Stated exercise 1: Can you repeat the Datto RMM alert-management text starting at "Alerts are the" and ending at "Moderate, Low, Information)", but switch "Severity level" to "Urgency level"?
Stated exercise 2: Could you resume the Datto RMM alert-management text right after its last line?

Reading passage:
+++++

Datto RMM Alert Management

Overview

Alerts are the primary notification mechanism in Datto RMM. They're generated by monitors when conditions are met - disk space low, service stopped, CPU high, etc. Each alert contains context-specific data based on the monitor type. This skill covers alert handling, the 25+ context types, and resolution workflows.

Key Concepts

Alert Structure

Every alert has:

  • alertUid - Unique identifier for the alert
  • alertType - Category of alert (Device Offline, Monitor, etc.)
  • priority - Severity level (Critical, High, Moderate, Low, Information)
  • alertContext - Type-specific data with @class discriminator
  • timestamp - When the alert was raised (Unix milliseconds)

Alert Priorities

PriorityValueDescriptionTypical Response
CriticalCriticalSevere impact, immediate action15 minutes
HighHighSignificant issue1 hour
ModerateModerateNotable but manageable4 hours
LowLowMinor issue8 hours
InformationInformationInformational onlyBest effort

Alert States

StateDescription
openActive, requires attention
resolvedClosed, issue addressed

Field Reference

Alert Object

typescript
interface Alert {
  // Identifiers
  alertUid: string;              // Unique alert ID
  alertSourceInfo: AlertSource;  // Source of the alert

  // Device Info
  deviceUid: string;             // Device that generated alert
  hostname: string;              // Device hostname

  // Classification
  alertType: string;             // "Monitor", "Device Offline", etc.

+++++

Information supplied:
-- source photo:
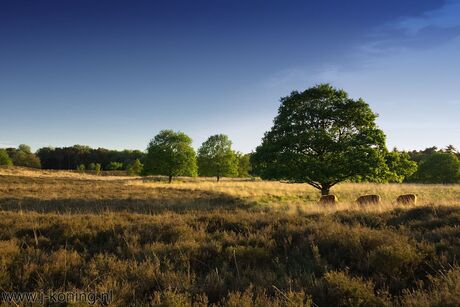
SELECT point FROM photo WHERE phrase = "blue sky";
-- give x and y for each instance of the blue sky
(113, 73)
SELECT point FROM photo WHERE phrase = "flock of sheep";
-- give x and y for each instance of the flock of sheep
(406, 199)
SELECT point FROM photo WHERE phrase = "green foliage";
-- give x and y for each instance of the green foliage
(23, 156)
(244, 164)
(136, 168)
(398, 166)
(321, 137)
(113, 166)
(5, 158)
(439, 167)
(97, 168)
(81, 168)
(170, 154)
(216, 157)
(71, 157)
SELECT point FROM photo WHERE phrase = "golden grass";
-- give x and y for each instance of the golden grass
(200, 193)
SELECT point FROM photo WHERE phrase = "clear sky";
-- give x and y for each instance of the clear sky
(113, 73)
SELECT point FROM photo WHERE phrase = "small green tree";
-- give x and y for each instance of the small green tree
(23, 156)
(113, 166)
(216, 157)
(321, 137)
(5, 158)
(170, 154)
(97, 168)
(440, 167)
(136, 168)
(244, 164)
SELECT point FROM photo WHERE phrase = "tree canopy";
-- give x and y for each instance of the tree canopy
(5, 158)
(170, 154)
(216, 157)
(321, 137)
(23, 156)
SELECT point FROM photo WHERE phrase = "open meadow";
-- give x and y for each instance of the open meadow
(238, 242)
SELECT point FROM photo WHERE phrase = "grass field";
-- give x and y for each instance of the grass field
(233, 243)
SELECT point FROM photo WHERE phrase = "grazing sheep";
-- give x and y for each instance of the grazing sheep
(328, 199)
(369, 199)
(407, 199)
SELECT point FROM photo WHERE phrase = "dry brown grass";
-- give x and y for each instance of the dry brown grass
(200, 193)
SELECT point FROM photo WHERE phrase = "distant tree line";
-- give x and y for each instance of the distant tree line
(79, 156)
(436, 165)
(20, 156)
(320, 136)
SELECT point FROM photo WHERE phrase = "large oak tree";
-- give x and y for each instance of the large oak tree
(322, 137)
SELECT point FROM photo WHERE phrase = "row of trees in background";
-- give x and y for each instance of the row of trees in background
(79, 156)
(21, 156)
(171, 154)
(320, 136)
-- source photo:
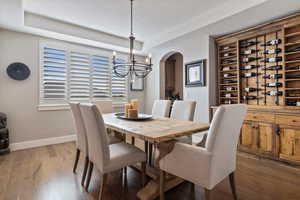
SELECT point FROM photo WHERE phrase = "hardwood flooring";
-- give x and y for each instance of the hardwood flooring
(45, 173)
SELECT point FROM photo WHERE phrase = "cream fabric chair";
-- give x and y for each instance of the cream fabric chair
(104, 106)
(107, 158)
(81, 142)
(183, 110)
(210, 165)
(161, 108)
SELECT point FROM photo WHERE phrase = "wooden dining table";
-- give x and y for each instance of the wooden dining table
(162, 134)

+++++

Written reply 1:
Alerts are the primary notification mechanism in Datto RMM. They're generated by monitors when conditions are met - disk space low, service stopped, CPU high, etc. Each alert contains context-specific data based on the monitor type. This skill covers alert handling, the 25+ context types, and resolution workflows.

Key Concepts

Alert Structure

Every alert has:

  • alertUid - Unique identifier for the alert
  • alertType - Category of alert (Device Offline, Monitor, etc.)
  • priority - Urgency level (Critical, High, Moderate, Low, Information)

Written reply 2:
  priority: AlertPriority;       // Critical, High, Moderate, Low, Information
  alertMessage: string;          // Human-readable message

  // Context (varies by @class)
  alertContext: AlertContext;    // Type-specific data

  // Timestamps (Unix milliseconds)
  timestamp: number;             // When alert was raised
  resolvedAt?: number;           // When resolved (if resolved)

  // Resolution
  resolved: boolean;
  resolvedBy?: string;           // Who resolved it
  resolution?: string;           // Resolution notes
}

type AlertPriority = 'Critical' | 'High' | 'Moderate' | 'Low' | 'Information';

Alert Context Types

Datto RMM has 25+ alert context types, identified by the @class field. Each type has specific fields relevant to that monitor.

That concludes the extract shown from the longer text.